### What is asked
Set out every item below as a numbered list, leaving out blank lines and the pictures.

### Provided material
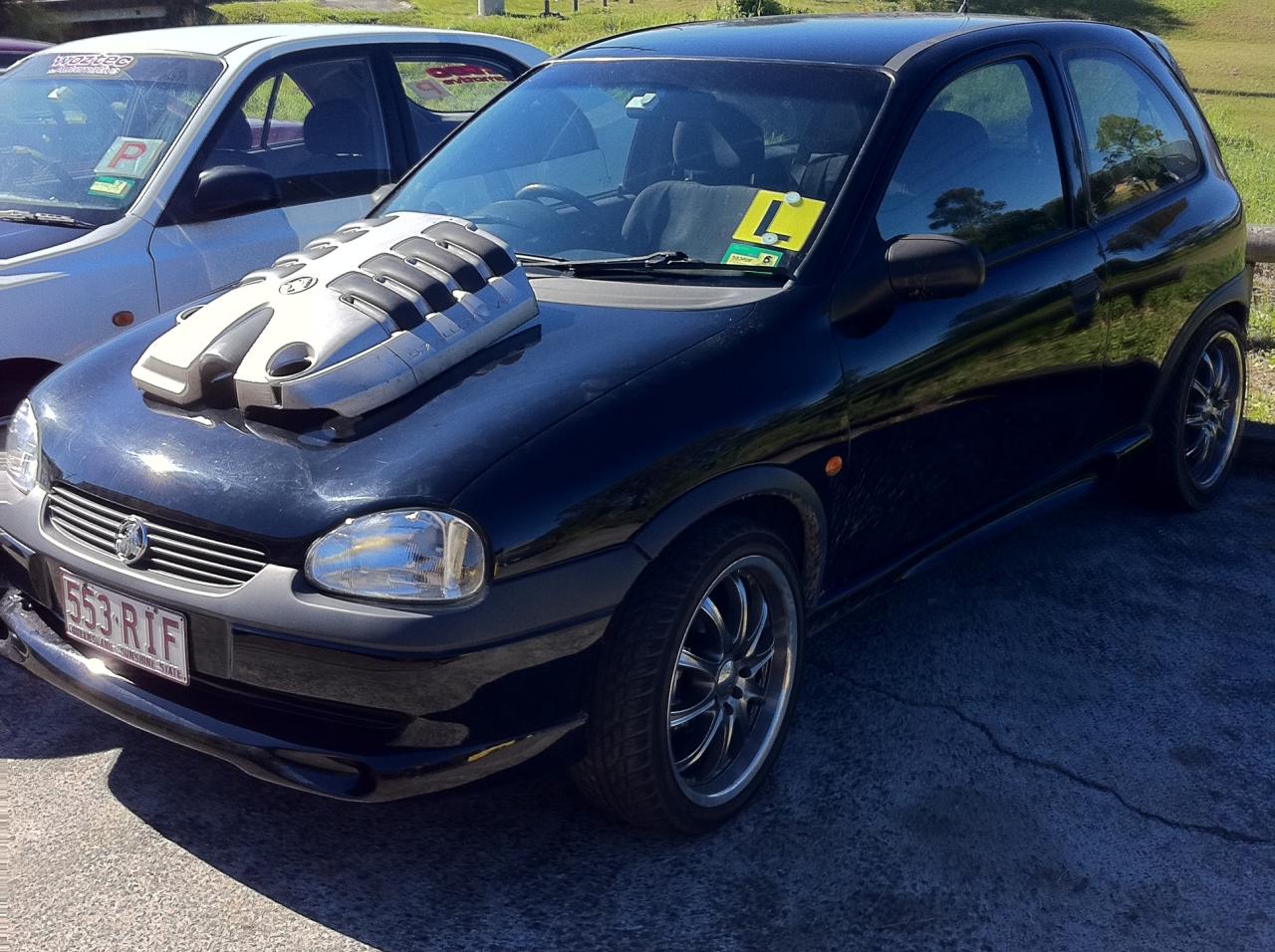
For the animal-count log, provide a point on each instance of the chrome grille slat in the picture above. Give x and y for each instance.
(177, 569)
(82, 534)
(172, 552)
(204, 564)
(108, 523)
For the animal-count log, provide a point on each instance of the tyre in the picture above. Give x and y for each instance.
(693, 688)
(16, 382)
(1200, 420)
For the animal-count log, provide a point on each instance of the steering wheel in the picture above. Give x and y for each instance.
(40, 158)
(538, 190)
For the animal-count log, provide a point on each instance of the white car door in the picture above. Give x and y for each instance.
(315, 128)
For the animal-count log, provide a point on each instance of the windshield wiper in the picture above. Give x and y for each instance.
(642, 264)
(14, 214)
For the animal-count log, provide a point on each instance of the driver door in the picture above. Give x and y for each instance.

### Output of the task
1. For the animal-count log, provide a point on each instance of the chrome grille slat in the picture above. Give x and y for each instance.
2. (177, 569)
3. (82, 534)
4. (172, 552)
5. (204, 564)
6. (108, 523)
7. For the animal-count log, provide a point on each instance of the tyre in the picture above. Give x and y for each instance.
8. (693, 688)
9. (16, 382)
10. (1200, 420)
11. For the animal-count log, provide a point on each instance of the steering wheel in the picture above. Give x and y for each instance.
12. (40, 158)
13. (538, 190)
14. For the animal-count log, provide a point on each instance of the white car door in the picture above. Give x and y for each instance.
15. (315, 128)
16. For the animal-count log, provide a point on each instance of the windshield wiper in the picture above. Give x and y for each instance.
17. (642, 264)
18. (14, 214)
19. For the animal-count log, provide a point on each instance of the driver door in the picture above. Give x and y for each instance.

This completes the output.